How many lines in the data below contain the string "bird"? Reply with the number alone.

- **Data records**
⟨

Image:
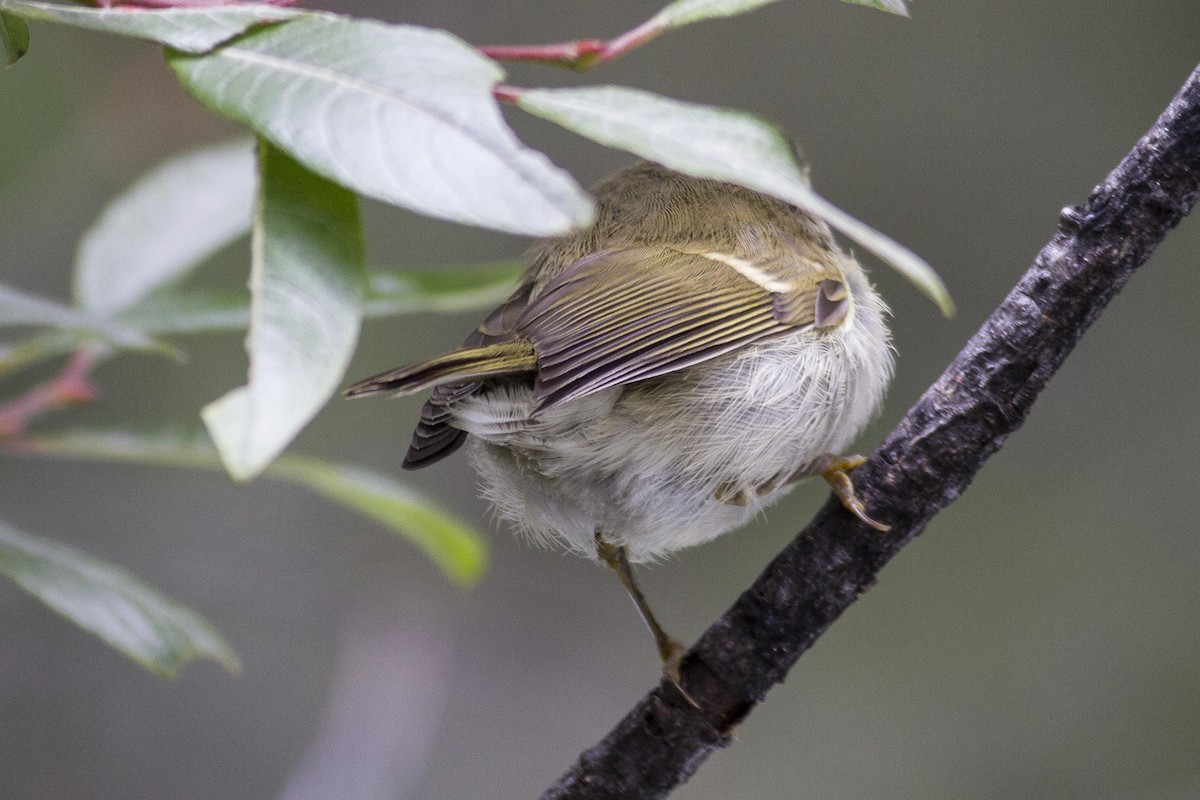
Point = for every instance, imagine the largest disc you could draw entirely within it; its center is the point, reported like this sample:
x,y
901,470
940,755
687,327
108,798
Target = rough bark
x,y
919,469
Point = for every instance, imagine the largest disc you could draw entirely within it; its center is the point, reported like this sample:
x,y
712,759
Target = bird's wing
x,y
623,316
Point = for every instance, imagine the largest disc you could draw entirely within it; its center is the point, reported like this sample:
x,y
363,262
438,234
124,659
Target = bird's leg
x,y
671,650
834,469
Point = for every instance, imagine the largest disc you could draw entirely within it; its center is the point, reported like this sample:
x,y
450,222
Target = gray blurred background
x,y
1041,639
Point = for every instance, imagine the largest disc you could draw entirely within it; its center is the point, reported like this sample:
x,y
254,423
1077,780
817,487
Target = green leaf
x,y
21,308
400,292
444,289
453,545
191,30
450,543
720,144
684,12
48,344
153,630
13,37
190,312
306,284
166,224
891,6
401,114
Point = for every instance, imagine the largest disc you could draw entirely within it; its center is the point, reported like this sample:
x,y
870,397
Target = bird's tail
x,y
455,367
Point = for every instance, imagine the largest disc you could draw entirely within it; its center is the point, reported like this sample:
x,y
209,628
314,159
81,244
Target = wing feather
x,y
631,314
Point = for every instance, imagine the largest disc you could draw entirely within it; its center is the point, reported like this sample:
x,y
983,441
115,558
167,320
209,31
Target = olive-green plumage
x,y
659,378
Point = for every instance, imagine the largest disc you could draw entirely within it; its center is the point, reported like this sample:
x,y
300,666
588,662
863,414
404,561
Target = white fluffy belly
x,y
652,464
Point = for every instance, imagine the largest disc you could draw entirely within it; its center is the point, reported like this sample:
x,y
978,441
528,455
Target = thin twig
x,y
580,54
921,468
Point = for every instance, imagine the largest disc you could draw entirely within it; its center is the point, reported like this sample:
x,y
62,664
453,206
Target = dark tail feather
x,y
459,366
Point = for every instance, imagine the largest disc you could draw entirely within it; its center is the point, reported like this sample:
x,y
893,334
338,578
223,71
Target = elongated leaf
x,y
401,292
684,12
13,37
306,284
191,312
166,224
720,144
153,630
21,308
399,113
445,289
40,347
453,545
191,30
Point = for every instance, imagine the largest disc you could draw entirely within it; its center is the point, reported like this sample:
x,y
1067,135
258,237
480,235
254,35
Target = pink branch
x,y
71,386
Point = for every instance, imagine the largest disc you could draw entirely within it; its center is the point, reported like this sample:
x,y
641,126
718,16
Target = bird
x,y
659,378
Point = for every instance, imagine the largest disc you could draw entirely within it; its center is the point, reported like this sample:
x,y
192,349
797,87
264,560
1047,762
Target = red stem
x,y
184,4
71,386
580,54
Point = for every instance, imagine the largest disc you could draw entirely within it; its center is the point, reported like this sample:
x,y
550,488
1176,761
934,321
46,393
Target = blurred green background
x,y
1041,639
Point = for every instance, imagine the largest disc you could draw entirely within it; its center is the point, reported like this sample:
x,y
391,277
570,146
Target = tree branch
x,y
923,465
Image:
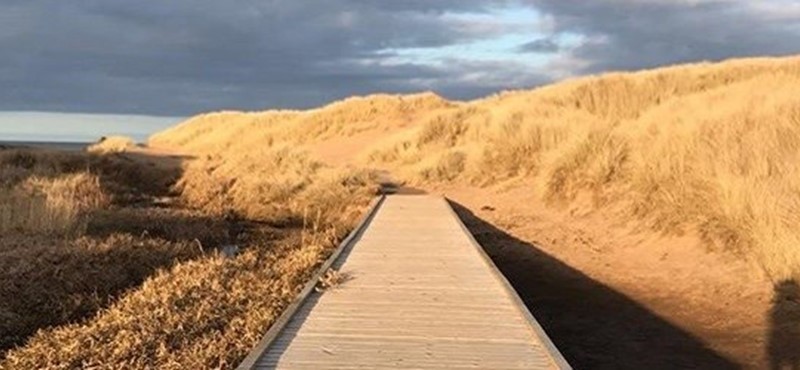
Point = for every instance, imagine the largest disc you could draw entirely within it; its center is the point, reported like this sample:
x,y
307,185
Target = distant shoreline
x,y
52,145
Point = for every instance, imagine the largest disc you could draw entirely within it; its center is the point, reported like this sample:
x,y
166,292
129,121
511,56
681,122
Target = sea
x,y
74,131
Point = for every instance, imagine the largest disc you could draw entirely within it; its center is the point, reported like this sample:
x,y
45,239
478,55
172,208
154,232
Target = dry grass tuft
x,y
709,149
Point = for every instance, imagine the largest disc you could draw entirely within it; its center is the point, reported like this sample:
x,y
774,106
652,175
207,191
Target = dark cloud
x,y
182,56
627,34
543,45
179,57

⟩

- **Written answer**
4